• **Source document**

# # # # # # #

Scattered on the kitchen floor were broken copper bracelets and a ring, decorated with snakes (‘lucky charms’ for good health).

A piece of Whitby jet jewellery, part of a greenstone cosmetic mixing pallet, a bunch of keys, a bronze child’s bracelet, a gaming counter and bone pins have been also been excavated.

A hoard of 153 mid-fourth century copper coins, dumped on a floor, has been donated to Maidstone Museum.


ROMAN 'BLACK MAGIC' HOT SPOT

A curse tablet or binding spell (defixio in Latin) is a type of curse found throughout the Graeco-Roman world, in which someone would ask the gods to do harm to others.

They have been throughout Europe with more than 200 found in Britain alone - particularly around the South West, which has been one of the major centres for finds of the curses.

The largest collection of such tablets - around 130 - was found in the thermal spring in Bath - known to the Romans as Aquae Sulis - and are on display in the Roman Baths Museum.

The second-largest collection of around 80 is from the Roman temple to Mercury at Uley, with some of those displayed in the British Museum.

The texts were typically scratched on very thin sheets of lead in tiny letters, before being rolled or folded and pierced with nails.

The bound tablets were then usually placed beneath the ground in graves, tombs or underground sanctuaries, or otherwise thrown into wells or pools, or nailed to the walls of temples.

Not all tablets were intended to bring harm to those named. Some were used for love spells, which would be placed in the home of the intended recipient.

# # # # # # #

• **What to produce**
Reproduce the passage on Roman artifacts from "The largest collection" up to and including "the British Museum.", word for word. The items have no connection to the passage on Roman artifacts.

• **Record excerpts**
# # # # # # #

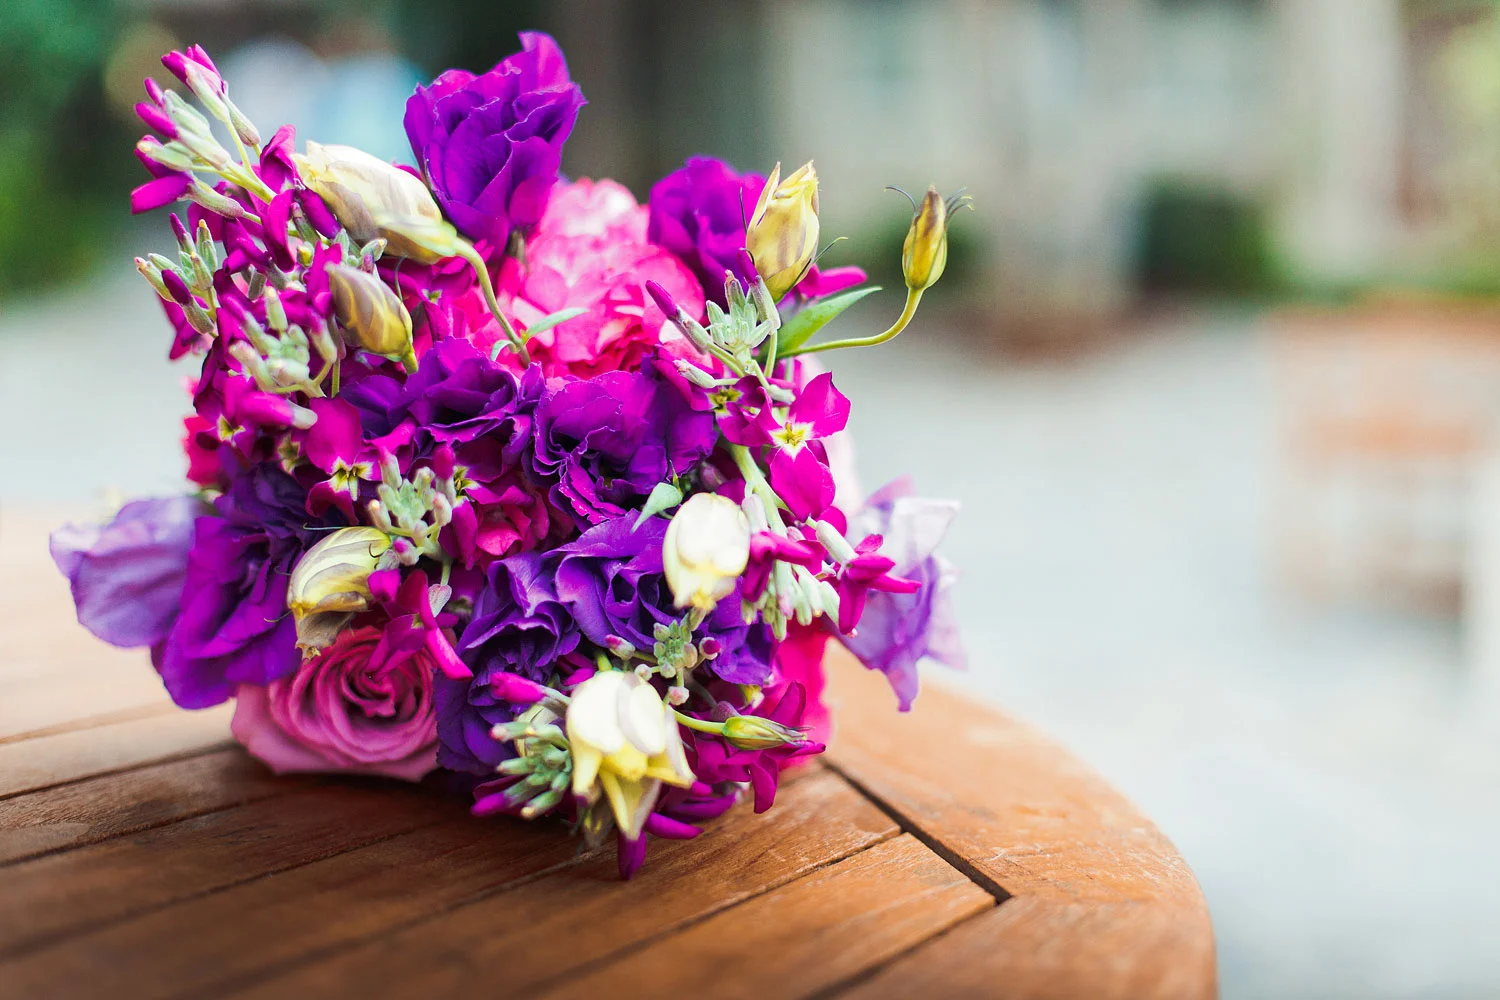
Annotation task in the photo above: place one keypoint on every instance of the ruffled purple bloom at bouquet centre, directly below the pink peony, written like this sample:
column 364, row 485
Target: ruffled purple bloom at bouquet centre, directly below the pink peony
column 607, row 442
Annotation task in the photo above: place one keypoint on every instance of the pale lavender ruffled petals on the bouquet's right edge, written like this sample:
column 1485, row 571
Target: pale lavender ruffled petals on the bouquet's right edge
column 898, row 630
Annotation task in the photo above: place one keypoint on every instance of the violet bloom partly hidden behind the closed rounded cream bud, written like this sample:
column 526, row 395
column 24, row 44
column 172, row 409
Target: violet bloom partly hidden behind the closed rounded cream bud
column 613, row 582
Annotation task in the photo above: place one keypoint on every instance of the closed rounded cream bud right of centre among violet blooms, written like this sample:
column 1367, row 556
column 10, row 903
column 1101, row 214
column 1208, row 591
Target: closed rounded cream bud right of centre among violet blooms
column 706, row 549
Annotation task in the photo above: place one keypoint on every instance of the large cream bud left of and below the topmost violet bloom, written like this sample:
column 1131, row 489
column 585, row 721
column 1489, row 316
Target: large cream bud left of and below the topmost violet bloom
column 376, row 200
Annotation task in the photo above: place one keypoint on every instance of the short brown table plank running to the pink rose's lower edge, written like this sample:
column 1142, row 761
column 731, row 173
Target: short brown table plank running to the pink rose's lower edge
column 98, row 809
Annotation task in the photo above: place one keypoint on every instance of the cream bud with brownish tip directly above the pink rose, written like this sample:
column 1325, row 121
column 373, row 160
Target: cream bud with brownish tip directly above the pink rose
column 331, row 584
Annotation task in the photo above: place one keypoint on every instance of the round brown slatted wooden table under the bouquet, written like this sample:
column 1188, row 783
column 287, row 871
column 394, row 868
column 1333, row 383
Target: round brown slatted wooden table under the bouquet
column 949, row 852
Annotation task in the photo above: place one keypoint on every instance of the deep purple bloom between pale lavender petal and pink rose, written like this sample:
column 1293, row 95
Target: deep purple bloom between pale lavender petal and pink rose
column 233, row 626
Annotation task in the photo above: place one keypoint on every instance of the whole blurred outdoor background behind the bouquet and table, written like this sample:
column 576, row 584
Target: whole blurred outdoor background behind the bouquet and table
column 1216, row 370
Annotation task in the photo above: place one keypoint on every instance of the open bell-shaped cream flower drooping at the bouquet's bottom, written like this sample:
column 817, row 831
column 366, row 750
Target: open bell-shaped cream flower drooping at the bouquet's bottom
column 626, row 746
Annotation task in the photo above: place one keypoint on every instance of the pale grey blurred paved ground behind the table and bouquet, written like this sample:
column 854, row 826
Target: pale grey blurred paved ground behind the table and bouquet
column 1331, row 779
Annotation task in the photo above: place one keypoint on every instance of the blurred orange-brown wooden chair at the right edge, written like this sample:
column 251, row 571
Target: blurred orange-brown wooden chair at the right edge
column 1384, row 412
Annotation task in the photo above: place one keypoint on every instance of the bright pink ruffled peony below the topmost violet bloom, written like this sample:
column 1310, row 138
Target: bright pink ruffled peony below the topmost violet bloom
column 590, row 253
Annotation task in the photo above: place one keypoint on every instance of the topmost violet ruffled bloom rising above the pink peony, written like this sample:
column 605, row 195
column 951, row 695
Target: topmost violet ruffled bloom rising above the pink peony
column 491, row 145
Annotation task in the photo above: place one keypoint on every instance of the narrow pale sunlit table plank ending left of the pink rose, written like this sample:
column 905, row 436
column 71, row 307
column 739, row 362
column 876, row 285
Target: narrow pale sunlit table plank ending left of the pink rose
column 68, row 756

# # # # # # #

• **Finished task**
The largest collection of such tablets - around 130 - was found in the thermal spring in Bath - known to the Romans as Aquae Sulis - and are on display in the Roman Baths Museum.

The second-largest collection of around 80 is from the Roman temple to Mercury at Uley, with some of those displayed in the British Museum.